** Opening Text under study block **
Rising Before the Sun and Acting Like A Grown Up
January 8, 2013 § Leave a comment
I have lots of memories of the days I used to wake up before the sun had risen. Lately I have been so spoiled I’ve been able to sleep in until at least the sun was somewhat out and about, but I haven’t always been that lucky.
Today I had to wake up at 6 in order to leave my house by 7 so I could be on campus at 8 in time to get a parking spot. It was far from the first time I had to drag myself out of bed in what felt like the middle of the night. In high school, even middle school, I typically woke up before the sun in order to make it to school on time. Whenever we went on trips when I was little, we were usually on the road while it was still dark. During the awful moves from Arizona to California and from California to Florida, we left our home early enough to watch the sun rise from the highway.
** Closing Text under study block **
## Exercise requirements:
a: From the post about waking before sunrise, return the passage that begins at the words "Rising Before the" and stops after the words "been that lucky.".
b: Carry the post about waking before sunrise further, picking up after its final sentence.
** Opening Input data block **
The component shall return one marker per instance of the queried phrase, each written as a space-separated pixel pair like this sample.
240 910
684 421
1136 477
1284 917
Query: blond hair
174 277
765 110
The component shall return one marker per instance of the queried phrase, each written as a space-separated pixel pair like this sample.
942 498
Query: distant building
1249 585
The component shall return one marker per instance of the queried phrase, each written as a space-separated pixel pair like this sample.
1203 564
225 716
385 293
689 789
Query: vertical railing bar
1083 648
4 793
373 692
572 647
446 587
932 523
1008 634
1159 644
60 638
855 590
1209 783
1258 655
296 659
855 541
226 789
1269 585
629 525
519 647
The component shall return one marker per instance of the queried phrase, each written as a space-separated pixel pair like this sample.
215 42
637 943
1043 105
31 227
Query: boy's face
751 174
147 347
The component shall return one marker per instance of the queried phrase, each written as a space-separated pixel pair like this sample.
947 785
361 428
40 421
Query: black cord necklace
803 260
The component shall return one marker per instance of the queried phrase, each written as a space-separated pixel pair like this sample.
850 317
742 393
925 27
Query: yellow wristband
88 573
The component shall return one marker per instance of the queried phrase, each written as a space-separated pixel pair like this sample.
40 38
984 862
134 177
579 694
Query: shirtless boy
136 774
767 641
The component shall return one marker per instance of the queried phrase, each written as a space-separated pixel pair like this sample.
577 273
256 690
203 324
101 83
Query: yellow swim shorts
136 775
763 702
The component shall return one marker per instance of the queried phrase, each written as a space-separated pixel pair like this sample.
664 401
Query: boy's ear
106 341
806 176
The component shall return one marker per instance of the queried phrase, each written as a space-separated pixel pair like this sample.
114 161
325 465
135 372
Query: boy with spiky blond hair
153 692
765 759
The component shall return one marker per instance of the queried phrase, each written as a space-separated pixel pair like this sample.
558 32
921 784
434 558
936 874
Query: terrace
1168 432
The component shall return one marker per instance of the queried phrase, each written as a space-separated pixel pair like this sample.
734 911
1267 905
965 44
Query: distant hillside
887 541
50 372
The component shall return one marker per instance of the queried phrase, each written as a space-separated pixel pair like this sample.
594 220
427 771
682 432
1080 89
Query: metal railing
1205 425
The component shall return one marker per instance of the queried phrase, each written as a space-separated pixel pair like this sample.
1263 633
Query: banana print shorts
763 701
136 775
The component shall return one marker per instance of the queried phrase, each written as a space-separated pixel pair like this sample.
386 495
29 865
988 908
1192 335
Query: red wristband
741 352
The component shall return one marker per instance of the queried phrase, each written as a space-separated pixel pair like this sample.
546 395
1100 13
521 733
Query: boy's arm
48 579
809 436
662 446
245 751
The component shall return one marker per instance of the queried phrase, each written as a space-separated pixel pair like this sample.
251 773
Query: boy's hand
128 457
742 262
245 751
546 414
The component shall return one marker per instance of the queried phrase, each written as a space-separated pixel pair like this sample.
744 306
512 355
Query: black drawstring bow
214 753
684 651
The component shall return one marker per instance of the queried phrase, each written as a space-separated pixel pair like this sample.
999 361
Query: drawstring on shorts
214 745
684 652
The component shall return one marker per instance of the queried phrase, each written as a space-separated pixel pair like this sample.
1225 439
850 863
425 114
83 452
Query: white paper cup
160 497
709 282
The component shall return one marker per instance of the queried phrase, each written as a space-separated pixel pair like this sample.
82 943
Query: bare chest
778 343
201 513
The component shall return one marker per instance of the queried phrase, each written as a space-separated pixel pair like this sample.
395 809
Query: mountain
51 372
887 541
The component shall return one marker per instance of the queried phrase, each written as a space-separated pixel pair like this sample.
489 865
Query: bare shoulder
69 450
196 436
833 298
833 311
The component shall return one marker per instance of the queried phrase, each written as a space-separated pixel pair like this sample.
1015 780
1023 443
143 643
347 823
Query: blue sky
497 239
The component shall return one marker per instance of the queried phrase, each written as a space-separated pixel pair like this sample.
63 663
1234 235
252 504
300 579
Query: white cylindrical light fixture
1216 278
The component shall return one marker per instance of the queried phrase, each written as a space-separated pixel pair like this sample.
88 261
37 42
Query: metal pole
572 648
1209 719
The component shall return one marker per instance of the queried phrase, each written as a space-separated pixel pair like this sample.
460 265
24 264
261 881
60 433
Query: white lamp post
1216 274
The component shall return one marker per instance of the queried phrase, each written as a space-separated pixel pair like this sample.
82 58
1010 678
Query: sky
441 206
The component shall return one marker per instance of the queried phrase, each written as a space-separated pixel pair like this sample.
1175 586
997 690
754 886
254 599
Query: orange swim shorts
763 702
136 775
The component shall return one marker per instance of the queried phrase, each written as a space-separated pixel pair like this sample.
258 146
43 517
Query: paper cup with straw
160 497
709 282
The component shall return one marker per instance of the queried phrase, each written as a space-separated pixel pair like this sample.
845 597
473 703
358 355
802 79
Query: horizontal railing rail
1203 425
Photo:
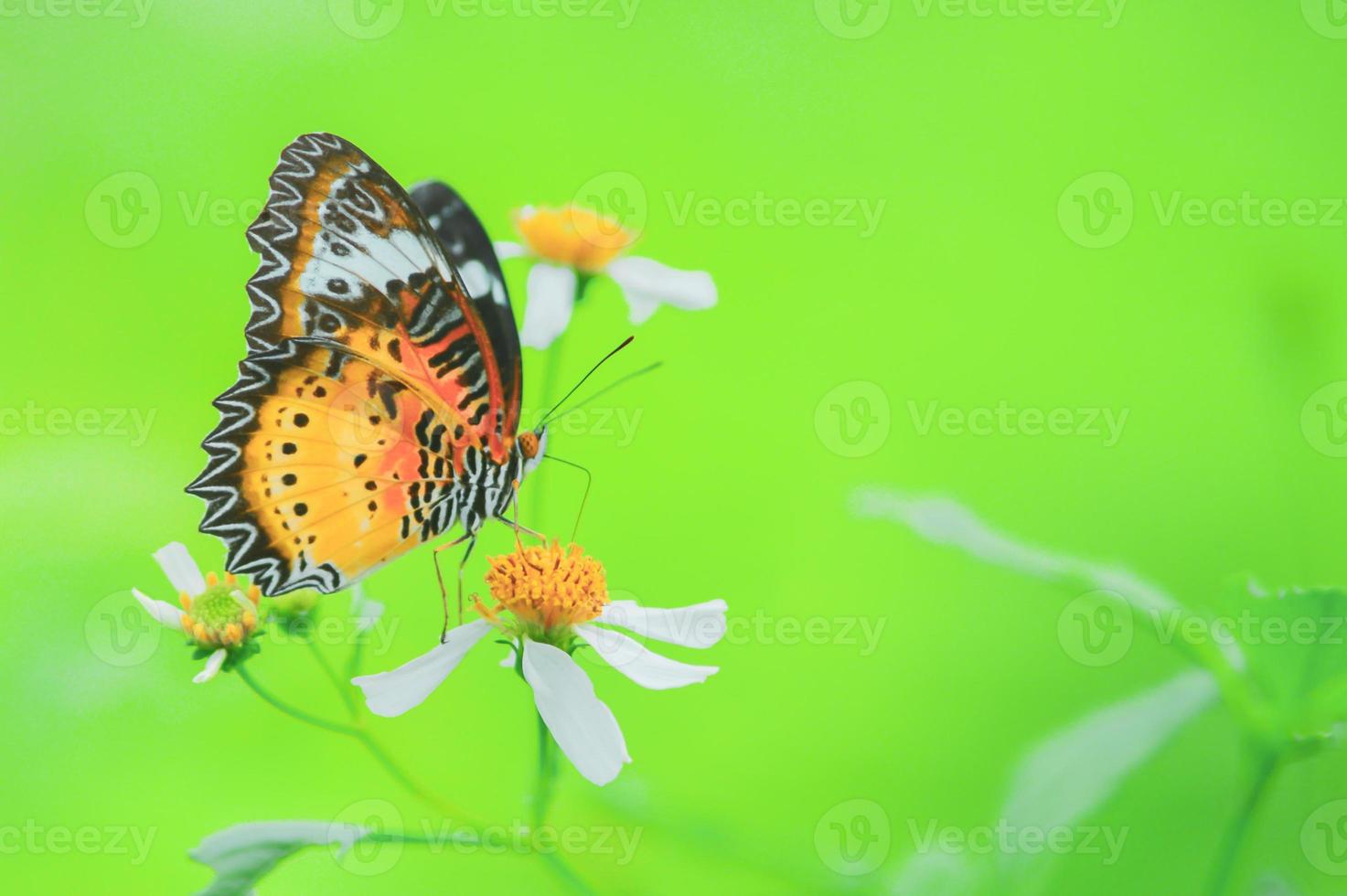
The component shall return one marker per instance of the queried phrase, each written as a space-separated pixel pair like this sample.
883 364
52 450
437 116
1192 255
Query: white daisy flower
572 245
211 613
551 603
** Closing Input data block **
## Responses to the exercise:
a:
Rising Before the Sun and Acting Like A Grown Up
January 8, 2013 § Leave a comment
I have lots of memories of the days I used to wake up before the sun had risen. Lately I have been so spoiled I’ve been able to sleep in until at least the sun was somewhat out and about, but I haven’t always been that lucky.

b:
All of these memories came to me this morning as I was driving along my merry way to class. I left early enough to miss most of the traffic, but whenever I did have to hit the brakes and cruise along at a snail’s pace on the road, I looked around at the beautiful Arizona landscape – the mountains, the dawn’s fog clinging to the horizon, the way the saguaros stood against the lightening sky. Increasingly, though, I found myself fascinated by my fellow drivers. As I looked around at the people driving beside me, you know what I saw all throughout my drive?
Men in collared shirts and ties talking on their cell phones.
Women in nice blouses and pearls sipping their coffee.
Some of these people drove nice cars, some didn’t. Some seemed ready to take on the day, some were putting on lipstick or straightening shirt collars as they drove. They all had one thing in common: they were all staring blankly ahead in exhaustion.
Maybe I’m over-analyzing the way those drivers sat and tapped their fingers on their steering wheels. They were all probably just tired and unaware that a 21-year-old college student was creepily curiously watching them from her Corolla.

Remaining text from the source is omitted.